### SOURCE EXTRACT
The picture is nuanced: people can have the same physical and mental health conditions and their quality of life can vary. The implication is that we can improve the quality of life for those with long term illnesses, chronic conditions, disability and at the end of life.

We can use subjective wellbeing as a common currency across departmental priorities to understand and value the impact each sector and department has. The Levelling Up White paper introduced a broader definition of Human Capital that expanded it beyond the value of the qualifications people have to include health too. The HMT Green Book supplementary guidance on wellbeing, used in the White Paper, provides a more consistent way of using this across departments and valuing it.

By making overall happiness the goal and shifting from “wealth creation” to “wellbeing creation”, distinctions between sectors of government become fairly arbitrary, and cross-sector prioritisation is important for making the best use of resources.

Health creation, promotion and prevention is at the core of a wellbeing approach. If we want to reduce misery and improve wellbeing, an area for policy, delivery and research prioritisation is mental health. This requires accelerated scaling up of effective interventions and significant investment in research. We are already seeing evidence-informed systematic change, for example the inclusion of wellbeing as a topic in the ‘Mental Health & Wellbeing JSNA’ OHID public health profile. This shift in focus does not negate physical health, which remains important.

Change is now possible; we can create a future we want and make progress.

About the report

Published in July 2023, A Covenant for Health: Policies and partnerships to improve our national health in 5 to 10 years proposes a cross-party government commitment to building a healthier nation over a generation, bringing together business, the NHS, communities and individuals.

The report was led by Geoffrey, Lord Filkin CBE with Professor Kate Ardern; James, Lord Bethell; David Buck, The King’s Fund; Dr Paul Corrigan CBE, former Health Adviser, No 10; Professor Sian Griffiths CBE; and Professor David Halpern CBE, Behavioural Insights Team, with project support from The King’s Fund.

What’s next?

### RECORDS SHOWN
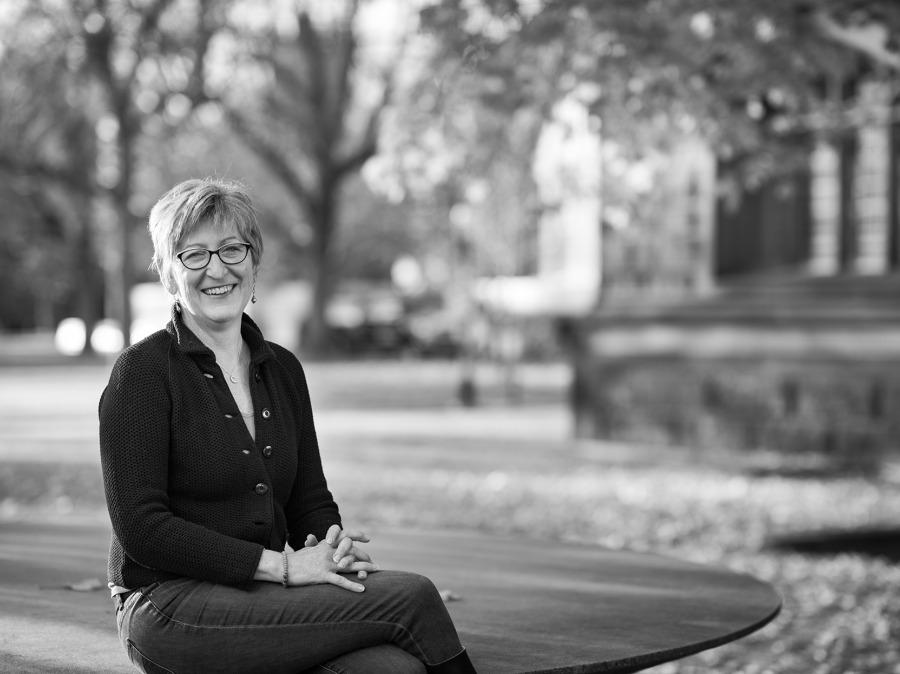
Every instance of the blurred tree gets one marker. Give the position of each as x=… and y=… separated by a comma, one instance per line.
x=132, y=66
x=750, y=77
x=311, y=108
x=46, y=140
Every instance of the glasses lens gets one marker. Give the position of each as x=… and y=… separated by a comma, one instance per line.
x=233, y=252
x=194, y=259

### REQUIRED ACTIONS
**1.** In the wellbeing passage, when was A Covenant for Health published?
**2.** List every person the wellbeing passage names as leading the report or working with its lead.
**3.** Continue the wellbeing passage from its final heading, "What's next?".

### RESPONSES TO THE TASKS
**1.** July 2023

**2.** Geoffrey, Lord Filkin CBE; Professor Kate Ardern; James, Lord Bethell; David Buck; Dr Paul Corrigan CBE; Professor Sian Griffiths CBE; Professor David Halpern CBE

**3.**
“The health of the nation is critical for the health of our economy, our public services and, above all, the wellbeing and life chances of all our citizens.”

This week, the Department of Health and Social Care (DHSC) published a new interim report on a Major conditions strategy, setting out a framework for change to improve outcomes and transform lives. The strategy identifies six categories of major health conditions where focus should be targeted: cancer, heart disease, musculoskeletal disorders, mental ill-health, dementia and respiratory diseases.  

It considers overall health, prevention, early diagnosis and treatment, and living with these conditions. Improving wellbeing is weaved throughout as an aim and desirable outcome. It recognises the value of health for overall wellbeing, and the resilience and sustainability of the nation. The strategy is also concerned with palliative and end of life care. One way in which we are already supporting work in this area is by building the collective knowledge of wellbeing at the end of life, including living with terminal illness, and work and terminal illness.

The strategy also marks progress towards greater parity between the consideration and treatment of mental and physical health. Tackling the mental health of those with physical health conditions, and vice versa. 

The DHSC strategy follows The Hewitt Review, reiterating the importance of Integrated Care Systems (ICS) as an opportunity to “make meaningful long-term improvements to populations’ health and wellbeing”. Specifically, the new strategy includes a commitment to an “impact assessment tool to support policymakers to consider the mental health and wellbeing impact of all policies.” The effectiveness of impact assessment tools in policymaking is currently unclear. For more evidence based approaches, see our project on the use of wellbeing in place based approaches and policy tools that support the HMT Green Book Wellbeing Supplementary Guidance.